* Prompt
Reproduce every line of the material below, shifting each pixel coordinate in the answers up by 45. Leave the picture out.

* Data provided
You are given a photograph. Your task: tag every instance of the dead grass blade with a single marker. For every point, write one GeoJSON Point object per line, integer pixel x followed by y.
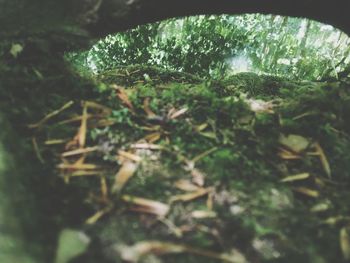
{"type": "Point", "coordinates": [130, 156]}
{"type": "Point", "coordinates": [148, 146]}
{"type": "Point", "coordinates": [323, 159]}
{"type": "Point", "coordinates": [202, 214]}
{"type": "Point", "coordinates": [93, 105]}
{"type": "Point", "coordinates": [104, 189]}
{"type": "Point", "coordinates": [307, 192]}
{"type": "Point", "coordinates": [147, 206]}
{"type": "Point", "coordinates": [85, 173]}
{"type": "Point", "coordinates": [124, 174]}
{"type": "Point", "coordinates": [147, 109]}
{"type": "Point", "coordinates": [51, 115]}
{"type": "Point", "coordinates": [186, 185]}
{"type": "Point", "coordinates": [191, 196]}
{"type": "Point", "coordinates": [344, 239]}
{"type": "Point", "coordinates": [79, 151]}
{"type": "Point", "coordinates": [81, 136]}
{"type": "Point", "coordinates": [288, 155]}
{"type": "Point", "coordinates": [153, 137]}
{"type": "Point", "coordinates": [178, 113]}
{"type": "Point", "coordinates": [78, 166]}
{"type": "Point", "coordinates": [56, 141]}
{"type": "Point", "coordinates": [120, 91]}
{"type": "Point", "coordinates": [93, 219]}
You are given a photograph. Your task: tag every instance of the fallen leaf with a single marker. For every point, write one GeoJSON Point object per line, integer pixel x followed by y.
{"type": "Point", "coordinates": [147, 206]}
{"type": "Point", "coordinates": [296, 177]}
{"type": "Point", "coordinates": [124, 174]}
{"type": "Point", "coordinates": [293, 142]}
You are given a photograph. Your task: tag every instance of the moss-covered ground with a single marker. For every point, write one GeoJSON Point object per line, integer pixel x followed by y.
{"type": "Point", "coordinates": [161, 166]}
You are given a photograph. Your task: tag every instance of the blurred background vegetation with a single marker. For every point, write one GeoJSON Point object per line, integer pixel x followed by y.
{"type": "Point", "coordinates": [215, 46]}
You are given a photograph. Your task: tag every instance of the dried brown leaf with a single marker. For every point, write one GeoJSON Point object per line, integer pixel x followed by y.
{"type": "Point", "coordinates": [295, 143]}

* Problem solution
You are given a photograph. Your task: tag every instance of the dead grass blade with a single marker. For every point, write one GeoJSON Point object per line, integer pixel x followed by y.
{"type": "Point", "coordinates": [175, 201]}
{"type": "Point", "coordinates": [193, 191]}
{"type": "Point", "coordinates": [368, 204]}
{"type": "Point", "coordinates": [247, 259]}
{"type": "Point", "coordinates": [138, 150]}
{"type": "Point", "coordinates": [149, 234]}
{"type": "Point", "coordinates": [352, 237]}
{"type": "Point", "coordinates": [192, 251]}
{"type": "Point", "coordinates": [130, 218]}
{"type": "Point", "coordinates": [169, 219]}
{"type": "Point", "coordinates": [192, 154]}
{"type": "Point", "coordinates": [96, 160]}
{"type": "Point", "coordinates": [231, 230]}
{"type": "Point", "coordinates": [236, 241]}
{"type": "Point", "coordinates": [389, 284]}
{"type": "Point", "coordinates": [124, 196]}
{"type": "Point", "coordinates": [126, 181]}
{"type": "Point", "coordinates": [333, 200]}
{"type": "Point", "coordinates": [198, 182]}
{"type": "Point", "coordinates": [223, 158]}
{"type": "Point", "coordinates": [123, 211]}
{"type": "Point", "coordinates": [101, 186]}
{"type": "Point", "coordinates": [165, 136]}
{"type": "Point", "coordinates": [138, 264]}
You are given a photograph. Your task: tag every instance of the fallen leaf with a single marker. For every point, write one GeoJSON Point object per line, integer pixel x followed by y.
{"type": "Point", "coordinates": [192, 251]}
{"type": "Point", "coordinates": [341, 222]}
{"type": "Point", "coordinates": [169, 219]}
{"type": "Point", "coordinates": [338, 187]}
You are given a photograph. Your task: tag every instance of the moss-covered ground with a single marker. For every point, write one GeoJSON Point object per line, integer pixel x followed by y.
{"type": "Point", "coordinates": [206, 211]}
You are given a photograph. Your task: tag every instance of the blurred background vegetation with a single marker. For every point, write one GeoJSON Point object per line, integer pixel x followed by y.
{"type": "Point", "coordinates": [260, 91]}
You are given a photograph. Your task: tag every instance of the dried brown leaf with a single marker. For every point, write one GeoJSON Point object per line, integer pixel x followed by y.
{"type": "Point", "coordinates": [340, 188]}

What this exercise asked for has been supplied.